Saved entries
- - -

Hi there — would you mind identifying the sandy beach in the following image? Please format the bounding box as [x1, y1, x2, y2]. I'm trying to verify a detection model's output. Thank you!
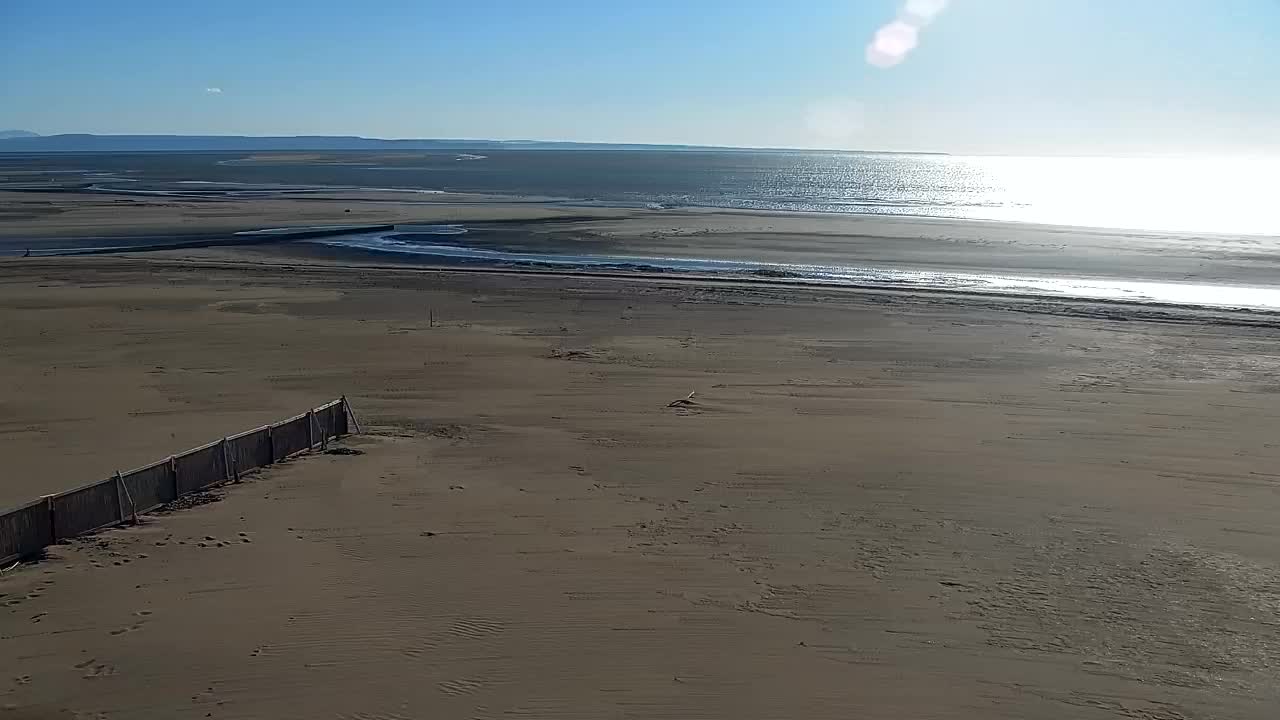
[8, 0, 1279, 713]
[3, 248, 1280, 718]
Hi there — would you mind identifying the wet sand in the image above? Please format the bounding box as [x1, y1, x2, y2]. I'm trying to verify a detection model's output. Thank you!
[3, 254, 1280, 718]
[0, 189, 632, 237]
[5, 189, 1279, 287]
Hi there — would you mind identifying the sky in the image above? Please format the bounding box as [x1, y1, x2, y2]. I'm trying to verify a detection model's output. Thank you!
[2, 0, 1278, 155]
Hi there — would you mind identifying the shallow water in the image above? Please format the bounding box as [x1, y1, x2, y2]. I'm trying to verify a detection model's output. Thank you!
[315, 227, 1280, 311]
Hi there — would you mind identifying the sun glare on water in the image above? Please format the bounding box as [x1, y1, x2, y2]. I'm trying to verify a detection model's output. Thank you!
[971, 155, 1277, 236]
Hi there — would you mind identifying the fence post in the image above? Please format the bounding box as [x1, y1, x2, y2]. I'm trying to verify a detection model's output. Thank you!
[343, 395, 363, 434]
[168, 456, 179, 501]
[115, 471, 138, 525]
[44, 494, 57, 544]
[266, 425, 275, 465]
[307, 411, 316, 449]
[222, 436, 240, 483]
[220, 438, 233, 484]
[111, 471, 126, 524]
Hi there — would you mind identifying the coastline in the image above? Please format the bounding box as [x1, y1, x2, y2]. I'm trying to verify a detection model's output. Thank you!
[121, 249, 1280, 327]
[5, 186, 1280, 312]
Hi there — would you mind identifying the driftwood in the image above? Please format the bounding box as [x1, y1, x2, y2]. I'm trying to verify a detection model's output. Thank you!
[667, 391, 697, 408]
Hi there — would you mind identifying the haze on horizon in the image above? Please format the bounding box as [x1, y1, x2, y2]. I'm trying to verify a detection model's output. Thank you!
[2, 0, 1278, 157]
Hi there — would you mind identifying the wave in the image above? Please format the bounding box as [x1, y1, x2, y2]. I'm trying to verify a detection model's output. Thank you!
[311, 229, 1280, 311]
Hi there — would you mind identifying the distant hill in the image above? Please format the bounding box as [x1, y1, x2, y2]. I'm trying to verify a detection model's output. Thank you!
[0, 133, 946, 155]
[0, 133, 767, 153]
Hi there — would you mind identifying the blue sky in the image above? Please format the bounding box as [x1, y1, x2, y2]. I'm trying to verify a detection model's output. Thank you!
[2, 0, 1278, 154]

- - -

» **What this task involves**: Exactly reproduce the lines of the entries above, from the one containing "Hi there — would you mind identifying the coastline" to the very last, and no others.

» **Exercise result**:
Hi there — would you mind identifying the coastline in the image above? Please format the bounding box as [x1, y1, x2, y2]. I'm trying to verify a detection model's output. Thank you!
[121, 249, 1280, 327]
[5, 186, 1280, 312]
Hi there — would you mind identifying the driftwood in the image above? Please format the bounding box as [x1, y1, x2, y2]. I'm trying to verify a detection model's output. Thank you!
[667, 391, 697, 408]
Hi there — would you mind identifying the haze on horizon in the image above? Please format the bounding box as [x1, y1, x2, y2]. I'm trying to verify a detection model's output. Thank you!
[2, 0, 1278, 157]
Hi there — would you mind identifying the wave in the image above? Please format the bounding box as [x1, y1, x2, y2]. I'm trying to verify a detection model's output. Thank you!
[311, 229, 1280, 311]
Hi there — would you mind identifying the distant hill in the image above? Please format the bounding box as [x1, y1, x2, y2]. I'm trying to verify a detection model's output. Thank you!
[0, 133, 946, 155]
[0, 133, 767, 153]
Hi there — would you mind identifying the blue sky in the image above? Please format the bounding box as [x1, y1, x2, y2]. I'm trying to verify a detection model's output. Thank you!
[2, 0, 1278, 154]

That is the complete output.